§ ZU ERLEDIGENDE AUFGABEN
1/ Beantworten Sie anhand des folgenden Ausgangstexts diese Fragen:
(a) Wann und wo wurde Nunzio getötet?
(b) Wen verdächtigte die Familie des Mordes?
(c) Von wem wurden die Mörder wahrscheinlich geschickt?
2/ Zitieren Sie aus dem Ausgangstext die Passage von "Im Zuge einer" bis "Schuhe zu schieben." ohne jede Änderung.

§ AUSGANGSTEXT

══════

Im Zuge einer gemeinsamen Vendetta wurde Nunzio nach der Zusammenarbeit der Brüder mit den Justizbehörden am ersten Frühlingstag 2005 auf seinem Motorrad getötet. Die Familie verdächtigte Giuseppe Misso des (ungesühnten) Mordes, und dies war der Grund für den Anschlag im Gefängnis von Rebibbia, obwohl die Mörder wahrscheinlich von der Secondigliano-Allianz geschickt worden waren, um dem Chef von Sanità die Schuld in die Schuhe zu schieben.

══════

§ QUELLDATEN
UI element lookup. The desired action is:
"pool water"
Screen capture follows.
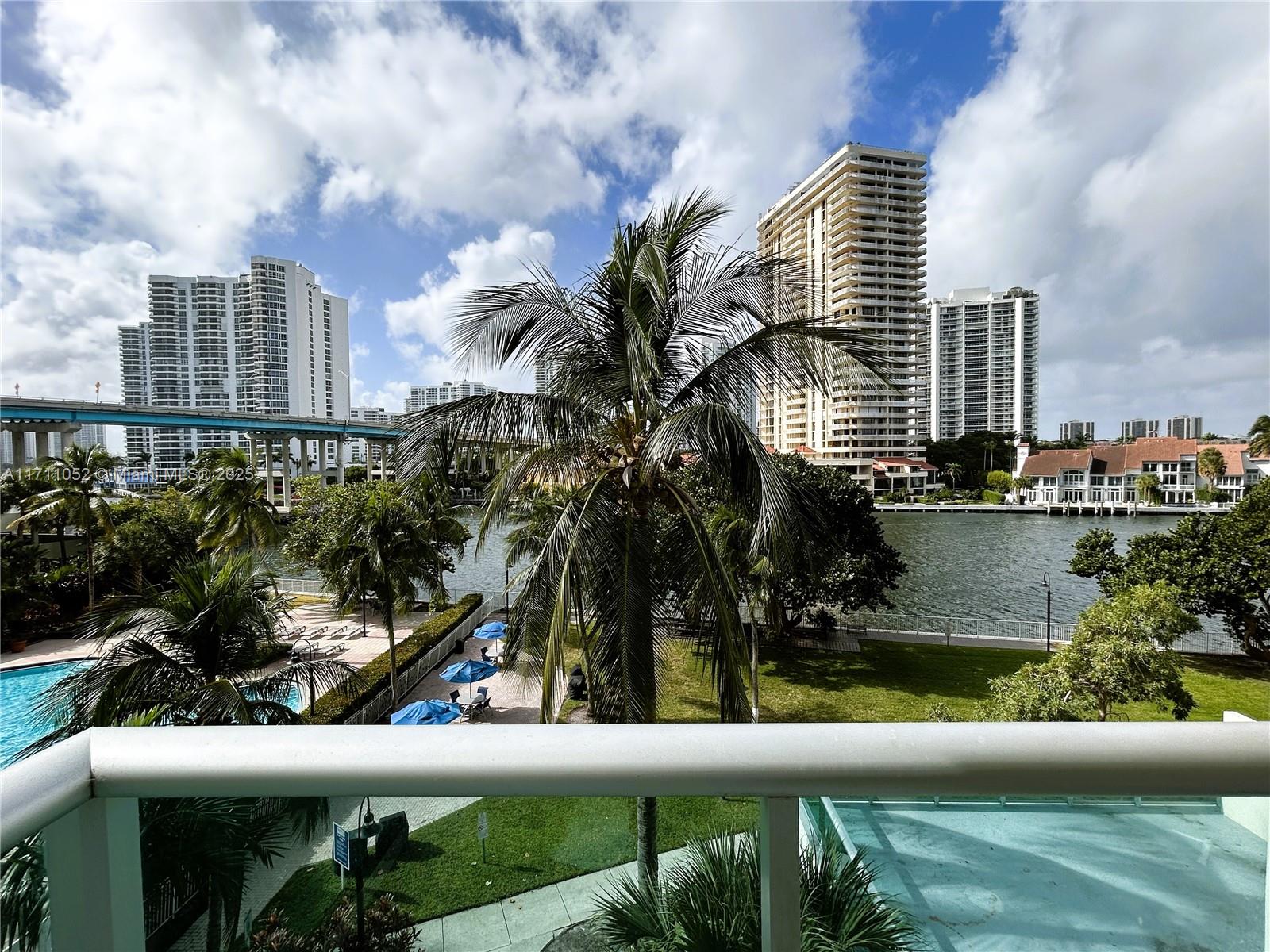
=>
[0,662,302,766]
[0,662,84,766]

══════

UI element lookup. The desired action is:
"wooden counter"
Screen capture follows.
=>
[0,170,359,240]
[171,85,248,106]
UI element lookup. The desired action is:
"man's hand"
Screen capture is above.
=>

══════

§ NUMMERIERTE ANTWORTEN
1/
(a) Am ersten Frühlingstag 2005 auf seinem Motorrad.
(b) Giuseppe Misso.
(c) Von der Secondigliano-Allianz.

2/
Im Zuge einer gemeinsamen Vendetta wurde Nunzio nach der Zusammenarbeit der Brüder mit den Justizbehörden am ersten Frühlingstag 2005 auf seinem Motorrad getötet. Die Familie verdächtigte Giuseppe Misso des (ungesühnten) Mordes, und dies war der Grund für den Anschlag im Gefängnis von Rebibbia, obwohl die Mörder wahrscheinlich von der Secondigliano-Allianz geschickt worden waren, um dem Chef von Sanità die Schuld in die Schuhe zu schieben.